To be done:
Please write the next part of the forum discussion about defensive robot strategies, picking up after its last sentence.

Article:
Ok, so a lot of people know how I feel about defensive strategies… If you don’t, let’s just say I don’t like them :wink:

I played defense at the Robot World Cup during autonomous. I felt really bad running that autonomous against other robots, but it did certainly help sometimes. I used it as a learning experience and discovered that instead of using a defensive strategy, my offensive (scoring) autonomi outperformed most defensive ones, giving me both a great head start for the match but also left me feeling good and proud of my robot.

At the Robot World Cup people also started to dislike my robot and its defensive autonomous in particular, especially those who I had used it upon. This gave me a bit of a bad reputation to say the least, which could possibly end up disadvantaging my robot and team at future competitions.

As for robots that are designed to be purely defensive, I think they are a huge risk to themselves. You win the game by scoring more than your opposition. How can you score more than your opposition with a purely defensive robot in circumstances like your alliance not working or not being able to score? If you are playing defense, you need to be sure you can still score well (not just in corner goals) to not be at too much of a risk.

As for why New Zealand robots don’t play too aggressively of defensively, we pride ourselves on gracious professionalism.

Please note, these are just my opinions and I definitely do not mean to offend or harm another person or team. :slight_smile:

~George

I really like diversity of strategy. I would like to see as many viable competitors to the six-bar side-sucker design as possible. As an outsider looking in, It’s interesting to see how the metagame develops once you add an new strategy to the mix, and that all applies to wallbots. On the other hand, I don’t think thier existence helps to advance the goals of the competition.

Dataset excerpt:
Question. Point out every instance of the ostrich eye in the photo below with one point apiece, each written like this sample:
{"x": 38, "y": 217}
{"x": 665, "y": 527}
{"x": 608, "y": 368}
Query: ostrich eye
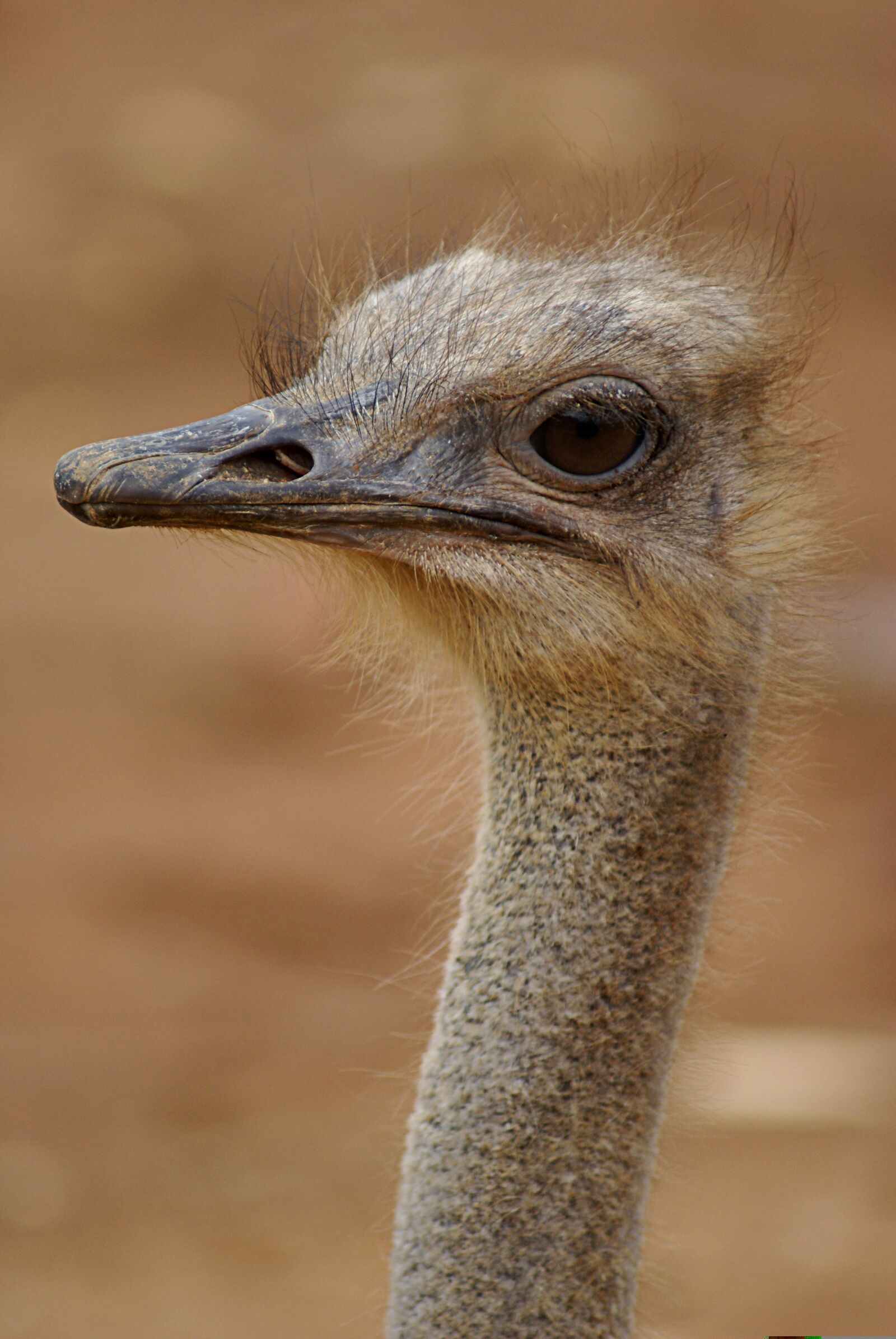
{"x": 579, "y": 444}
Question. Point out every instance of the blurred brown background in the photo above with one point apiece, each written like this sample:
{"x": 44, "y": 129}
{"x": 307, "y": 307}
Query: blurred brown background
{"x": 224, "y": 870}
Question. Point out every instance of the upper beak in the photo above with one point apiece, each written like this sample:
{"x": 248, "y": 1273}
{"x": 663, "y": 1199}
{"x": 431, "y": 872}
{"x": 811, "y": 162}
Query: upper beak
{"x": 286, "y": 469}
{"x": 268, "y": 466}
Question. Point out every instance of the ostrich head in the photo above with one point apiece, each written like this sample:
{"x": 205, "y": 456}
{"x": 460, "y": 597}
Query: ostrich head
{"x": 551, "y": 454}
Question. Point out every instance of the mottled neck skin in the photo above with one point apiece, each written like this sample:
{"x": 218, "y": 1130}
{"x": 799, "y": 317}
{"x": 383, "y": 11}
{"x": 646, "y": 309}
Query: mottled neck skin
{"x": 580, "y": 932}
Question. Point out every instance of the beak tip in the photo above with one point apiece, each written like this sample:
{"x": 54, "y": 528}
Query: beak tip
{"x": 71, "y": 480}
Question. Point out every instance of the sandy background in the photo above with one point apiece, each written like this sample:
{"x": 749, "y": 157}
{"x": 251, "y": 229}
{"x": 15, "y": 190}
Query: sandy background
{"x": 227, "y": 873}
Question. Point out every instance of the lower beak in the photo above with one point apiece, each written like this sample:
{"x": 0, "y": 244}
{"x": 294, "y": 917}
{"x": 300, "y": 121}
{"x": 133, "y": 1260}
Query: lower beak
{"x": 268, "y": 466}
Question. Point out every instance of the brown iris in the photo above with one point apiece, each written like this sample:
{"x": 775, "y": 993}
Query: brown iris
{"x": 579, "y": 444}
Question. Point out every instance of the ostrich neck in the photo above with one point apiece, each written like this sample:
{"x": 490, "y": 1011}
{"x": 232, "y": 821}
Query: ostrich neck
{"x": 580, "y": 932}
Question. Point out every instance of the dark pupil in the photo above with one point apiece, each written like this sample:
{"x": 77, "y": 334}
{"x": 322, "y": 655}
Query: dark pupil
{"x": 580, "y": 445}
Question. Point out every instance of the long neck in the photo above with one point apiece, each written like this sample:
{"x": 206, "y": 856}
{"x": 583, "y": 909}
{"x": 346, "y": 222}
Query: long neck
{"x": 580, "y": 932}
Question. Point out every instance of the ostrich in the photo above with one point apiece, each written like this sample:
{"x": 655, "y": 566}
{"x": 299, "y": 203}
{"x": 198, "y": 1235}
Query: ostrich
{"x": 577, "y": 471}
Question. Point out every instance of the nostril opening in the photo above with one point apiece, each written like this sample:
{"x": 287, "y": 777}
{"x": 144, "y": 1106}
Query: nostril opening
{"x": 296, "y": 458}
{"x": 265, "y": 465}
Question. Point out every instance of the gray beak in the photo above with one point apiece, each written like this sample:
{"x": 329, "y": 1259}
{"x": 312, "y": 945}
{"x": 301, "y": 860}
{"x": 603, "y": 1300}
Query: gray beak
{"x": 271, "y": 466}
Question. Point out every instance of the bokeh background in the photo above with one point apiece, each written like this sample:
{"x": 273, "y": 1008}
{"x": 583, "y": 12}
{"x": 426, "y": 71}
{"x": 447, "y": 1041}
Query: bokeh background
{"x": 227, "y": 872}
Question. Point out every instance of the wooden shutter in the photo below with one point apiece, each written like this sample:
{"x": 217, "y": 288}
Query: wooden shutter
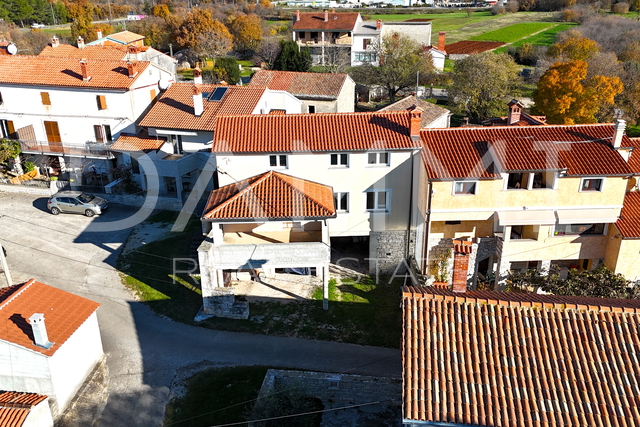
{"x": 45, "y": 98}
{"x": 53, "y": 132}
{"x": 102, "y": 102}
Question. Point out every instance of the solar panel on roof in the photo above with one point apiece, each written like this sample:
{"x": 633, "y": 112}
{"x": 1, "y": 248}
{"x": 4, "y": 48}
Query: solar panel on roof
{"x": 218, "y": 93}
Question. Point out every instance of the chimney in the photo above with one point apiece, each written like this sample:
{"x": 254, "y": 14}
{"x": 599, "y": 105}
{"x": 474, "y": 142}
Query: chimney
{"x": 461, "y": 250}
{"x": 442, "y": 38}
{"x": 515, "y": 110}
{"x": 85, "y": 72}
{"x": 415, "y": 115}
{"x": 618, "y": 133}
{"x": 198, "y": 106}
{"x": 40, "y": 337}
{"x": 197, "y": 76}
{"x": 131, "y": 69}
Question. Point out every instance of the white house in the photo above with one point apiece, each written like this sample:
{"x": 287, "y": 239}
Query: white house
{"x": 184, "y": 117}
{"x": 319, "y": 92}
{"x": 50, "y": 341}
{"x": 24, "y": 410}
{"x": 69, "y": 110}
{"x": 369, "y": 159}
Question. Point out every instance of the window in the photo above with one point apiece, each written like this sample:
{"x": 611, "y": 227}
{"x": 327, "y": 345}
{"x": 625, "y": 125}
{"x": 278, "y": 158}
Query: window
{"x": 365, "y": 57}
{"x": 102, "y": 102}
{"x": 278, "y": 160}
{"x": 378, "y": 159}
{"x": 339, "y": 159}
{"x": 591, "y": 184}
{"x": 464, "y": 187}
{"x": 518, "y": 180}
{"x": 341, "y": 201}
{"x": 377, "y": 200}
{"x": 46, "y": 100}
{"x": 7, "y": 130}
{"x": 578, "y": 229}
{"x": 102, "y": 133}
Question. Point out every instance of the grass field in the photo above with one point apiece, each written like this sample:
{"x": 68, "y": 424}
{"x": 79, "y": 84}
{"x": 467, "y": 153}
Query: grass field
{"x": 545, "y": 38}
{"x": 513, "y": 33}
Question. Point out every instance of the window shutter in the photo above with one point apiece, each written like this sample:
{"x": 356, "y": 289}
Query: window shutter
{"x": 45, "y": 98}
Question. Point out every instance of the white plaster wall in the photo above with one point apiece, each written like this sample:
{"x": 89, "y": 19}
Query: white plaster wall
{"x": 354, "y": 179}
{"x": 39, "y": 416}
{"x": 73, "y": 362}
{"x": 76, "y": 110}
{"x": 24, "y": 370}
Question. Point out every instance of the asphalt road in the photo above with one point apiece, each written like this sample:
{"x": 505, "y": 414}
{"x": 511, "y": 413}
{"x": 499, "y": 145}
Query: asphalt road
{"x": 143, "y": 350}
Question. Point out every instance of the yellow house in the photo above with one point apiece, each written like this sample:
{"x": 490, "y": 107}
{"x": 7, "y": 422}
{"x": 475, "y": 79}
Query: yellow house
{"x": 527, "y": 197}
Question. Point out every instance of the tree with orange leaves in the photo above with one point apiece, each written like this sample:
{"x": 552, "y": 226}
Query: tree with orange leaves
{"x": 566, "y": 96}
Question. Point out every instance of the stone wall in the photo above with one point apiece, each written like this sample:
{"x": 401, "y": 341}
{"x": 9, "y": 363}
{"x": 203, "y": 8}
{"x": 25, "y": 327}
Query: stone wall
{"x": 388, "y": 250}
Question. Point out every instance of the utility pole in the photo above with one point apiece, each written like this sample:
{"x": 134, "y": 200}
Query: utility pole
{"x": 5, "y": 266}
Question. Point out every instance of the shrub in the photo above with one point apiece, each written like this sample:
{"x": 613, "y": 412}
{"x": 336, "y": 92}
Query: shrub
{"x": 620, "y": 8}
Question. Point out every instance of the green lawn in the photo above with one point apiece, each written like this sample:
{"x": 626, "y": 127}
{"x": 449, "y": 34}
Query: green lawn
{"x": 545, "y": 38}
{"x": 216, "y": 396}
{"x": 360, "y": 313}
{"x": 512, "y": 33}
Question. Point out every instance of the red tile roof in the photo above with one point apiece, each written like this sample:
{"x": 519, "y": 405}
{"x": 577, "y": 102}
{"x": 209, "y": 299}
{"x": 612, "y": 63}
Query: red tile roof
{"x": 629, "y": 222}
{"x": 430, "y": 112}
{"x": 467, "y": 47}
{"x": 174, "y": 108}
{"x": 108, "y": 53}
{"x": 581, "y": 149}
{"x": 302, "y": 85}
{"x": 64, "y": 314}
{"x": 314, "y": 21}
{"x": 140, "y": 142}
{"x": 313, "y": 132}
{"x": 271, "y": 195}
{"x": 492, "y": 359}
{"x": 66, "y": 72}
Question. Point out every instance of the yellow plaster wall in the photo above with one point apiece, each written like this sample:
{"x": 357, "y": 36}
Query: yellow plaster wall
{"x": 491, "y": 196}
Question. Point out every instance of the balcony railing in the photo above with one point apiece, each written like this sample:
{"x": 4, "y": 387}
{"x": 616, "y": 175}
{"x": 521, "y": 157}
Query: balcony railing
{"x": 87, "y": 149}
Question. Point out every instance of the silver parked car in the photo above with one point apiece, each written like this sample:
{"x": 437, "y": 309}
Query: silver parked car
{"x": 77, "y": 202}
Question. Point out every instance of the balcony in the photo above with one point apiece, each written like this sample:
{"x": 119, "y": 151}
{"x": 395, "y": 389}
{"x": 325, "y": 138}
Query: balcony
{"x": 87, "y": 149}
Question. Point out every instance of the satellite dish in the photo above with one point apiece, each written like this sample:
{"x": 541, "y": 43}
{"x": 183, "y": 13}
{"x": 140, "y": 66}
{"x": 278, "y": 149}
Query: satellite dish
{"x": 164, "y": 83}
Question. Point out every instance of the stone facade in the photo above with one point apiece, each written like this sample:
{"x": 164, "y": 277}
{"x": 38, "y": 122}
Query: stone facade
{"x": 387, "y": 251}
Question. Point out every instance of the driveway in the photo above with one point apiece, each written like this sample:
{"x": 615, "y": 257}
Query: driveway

Output of the task:
We have to remember that the point of the VEX competition is to “trick students into learning”. This means two things:

    • The competition needs to be exciting so that students see it as worth doing for its own sake.
    • Meeting the requirements of the competition needs to be an educational experience.

What differentiates the tournament from the skills challenges is the interaction between robots, which serves to make matches exciting and get more people interested in competing. When it is taken to extremes, though - i.e. robots that do not score - I think it hinders both of the above points.

You can disagree with their concerns all you like, but I think a lot of teams find competing against solely defensive strategies to be a negative experience. The less they enjoy their matches, the less likely they are to stay in the program. That’s point one.

While there is definitely something to be learned from creating a single-subsystem machine that is optimised for one goal and one goal only (pushing other robots), I think there is more to be learned from creating a multi-subsystem robot. There are more tradeoffs and more possibilities. I do think wallbots have a design ceiling that hasn’t yet been reached, but I think in building them teams can reach their individual ceilings much more easily and when that happens learning stops. It’s easier to say something like “we already have a 10-motor drive; with the skills we have we can’t really improve on that” in the case of a wallbot than it is in the case of a scoring robot. That’s point two.

You can say that anything legal should be fair game - and it should. Teams all have a competition to win and inventing rules that don’t exist only serves to reward those teams that then break those rules.

But the official rules aren’t infallible. They exist to allow only those strategies which make the game the best it can be - and because they aren’t perfect, it’s reasonable to say that the game would be better if teams refrained from certain strategies.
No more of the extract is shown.